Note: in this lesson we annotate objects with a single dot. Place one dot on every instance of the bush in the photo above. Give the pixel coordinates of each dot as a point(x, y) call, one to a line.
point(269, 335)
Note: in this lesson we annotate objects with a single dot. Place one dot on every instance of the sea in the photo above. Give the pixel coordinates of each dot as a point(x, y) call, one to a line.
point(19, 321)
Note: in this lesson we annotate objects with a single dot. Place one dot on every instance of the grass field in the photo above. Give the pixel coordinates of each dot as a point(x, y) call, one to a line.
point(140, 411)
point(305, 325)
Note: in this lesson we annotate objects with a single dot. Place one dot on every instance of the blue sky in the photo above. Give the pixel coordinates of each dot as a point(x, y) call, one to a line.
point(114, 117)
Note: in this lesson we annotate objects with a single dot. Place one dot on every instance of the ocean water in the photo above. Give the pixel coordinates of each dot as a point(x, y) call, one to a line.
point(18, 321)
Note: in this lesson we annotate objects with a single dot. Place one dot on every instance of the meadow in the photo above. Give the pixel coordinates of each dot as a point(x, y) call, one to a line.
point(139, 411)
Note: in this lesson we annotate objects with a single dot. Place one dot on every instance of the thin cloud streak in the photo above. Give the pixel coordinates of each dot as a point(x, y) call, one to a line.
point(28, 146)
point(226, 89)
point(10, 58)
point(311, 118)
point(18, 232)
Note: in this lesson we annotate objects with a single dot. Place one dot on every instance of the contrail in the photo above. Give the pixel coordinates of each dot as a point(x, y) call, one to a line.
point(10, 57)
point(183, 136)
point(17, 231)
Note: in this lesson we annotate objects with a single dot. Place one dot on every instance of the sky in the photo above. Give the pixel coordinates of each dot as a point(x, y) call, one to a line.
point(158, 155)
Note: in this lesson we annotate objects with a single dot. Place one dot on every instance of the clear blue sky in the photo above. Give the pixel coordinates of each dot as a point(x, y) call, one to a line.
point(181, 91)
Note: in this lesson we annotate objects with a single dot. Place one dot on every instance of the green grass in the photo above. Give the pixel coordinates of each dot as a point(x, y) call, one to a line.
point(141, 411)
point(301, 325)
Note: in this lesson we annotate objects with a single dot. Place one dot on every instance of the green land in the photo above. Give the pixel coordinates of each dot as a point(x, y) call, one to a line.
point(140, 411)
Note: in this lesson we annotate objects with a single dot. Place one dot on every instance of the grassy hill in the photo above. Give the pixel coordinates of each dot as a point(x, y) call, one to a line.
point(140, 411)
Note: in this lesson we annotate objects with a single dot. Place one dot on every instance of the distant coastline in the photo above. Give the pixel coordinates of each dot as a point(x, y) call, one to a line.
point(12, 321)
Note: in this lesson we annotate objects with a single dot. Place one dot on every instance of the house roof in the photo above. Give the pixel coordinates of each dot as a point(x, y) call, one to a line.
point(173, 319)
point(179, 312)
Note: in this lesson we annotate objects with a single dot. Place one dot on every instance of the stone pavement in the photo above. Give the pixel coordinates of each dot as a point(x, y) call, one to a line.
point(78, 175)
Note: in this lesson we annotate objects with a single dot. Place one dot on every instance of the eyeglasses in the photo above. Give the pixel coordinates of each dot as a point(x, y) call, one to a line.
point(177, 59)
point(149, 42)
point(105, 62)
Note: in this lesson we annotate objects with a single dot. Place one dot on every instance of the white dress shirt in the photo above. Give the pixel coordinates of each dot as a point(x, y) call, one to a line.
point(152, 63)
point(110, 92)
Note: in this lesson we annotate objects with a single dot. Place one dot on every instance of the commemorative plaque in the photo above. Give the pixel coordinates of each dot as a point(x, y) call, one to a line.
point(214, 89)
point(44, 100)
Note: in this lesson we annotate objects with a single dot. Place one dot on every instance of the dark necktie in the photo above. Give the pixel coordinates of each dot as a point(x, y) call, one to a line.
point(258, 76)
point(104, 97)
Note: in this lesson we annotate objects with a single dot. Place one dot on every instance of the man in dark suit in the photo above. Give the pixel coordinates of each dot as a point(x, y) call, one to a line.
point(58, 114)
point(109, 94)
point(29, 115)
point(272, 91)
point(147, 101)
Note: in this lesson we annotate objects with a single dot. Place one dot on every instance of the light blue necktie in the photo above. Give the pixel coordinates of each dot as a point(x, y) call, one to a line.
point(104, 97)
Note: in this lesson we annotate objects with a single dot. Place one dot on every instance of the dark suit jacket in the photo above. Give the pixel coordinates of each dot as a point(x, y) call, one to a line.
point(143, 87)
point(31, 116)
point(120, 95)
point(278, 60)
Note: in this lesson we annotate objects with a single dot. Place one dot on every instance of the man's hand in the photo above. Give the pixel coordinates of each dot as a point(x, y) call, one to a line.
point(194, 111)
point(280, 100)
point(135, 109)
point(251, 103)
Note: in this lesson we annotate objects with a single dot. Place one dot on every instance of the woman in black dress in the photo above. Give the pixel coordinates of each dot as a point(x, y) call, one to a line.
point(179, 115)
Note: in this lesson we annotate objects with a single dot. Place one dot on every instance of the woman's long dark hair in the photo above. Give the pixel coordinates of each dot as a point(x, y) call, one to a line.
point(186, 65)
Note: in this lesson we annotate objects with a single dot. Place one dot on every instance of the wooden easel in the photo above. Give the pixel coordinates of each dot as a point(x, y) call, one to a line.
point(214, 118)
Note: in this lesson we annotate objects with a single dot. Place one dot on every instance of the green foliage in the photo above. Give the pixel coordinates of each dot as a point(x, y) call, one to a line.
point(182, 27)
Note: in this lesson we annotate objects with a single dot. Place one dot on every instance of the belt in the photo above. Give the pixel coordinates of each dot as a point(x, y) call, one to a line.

####################

- SHORT TASK
Please render the lines of the records from the line with "of the thin" up to and including the line with "point(18, 232)" as a JSON list of strings, one string per line, with blank lines left out.

- RESULT
[
  "Note: in this lesson we annotate objects with a single dot. Place one dot on every instance of the thin cloud streak in the photo above. Give the pixel coordinates of each dot as a point(x, y) call, one to a line.",
  "point(28, 146)",
  "point(226, 89)",
  "point(10, 58)",
  "point(311, 118)",
  "point(18, 232)"
]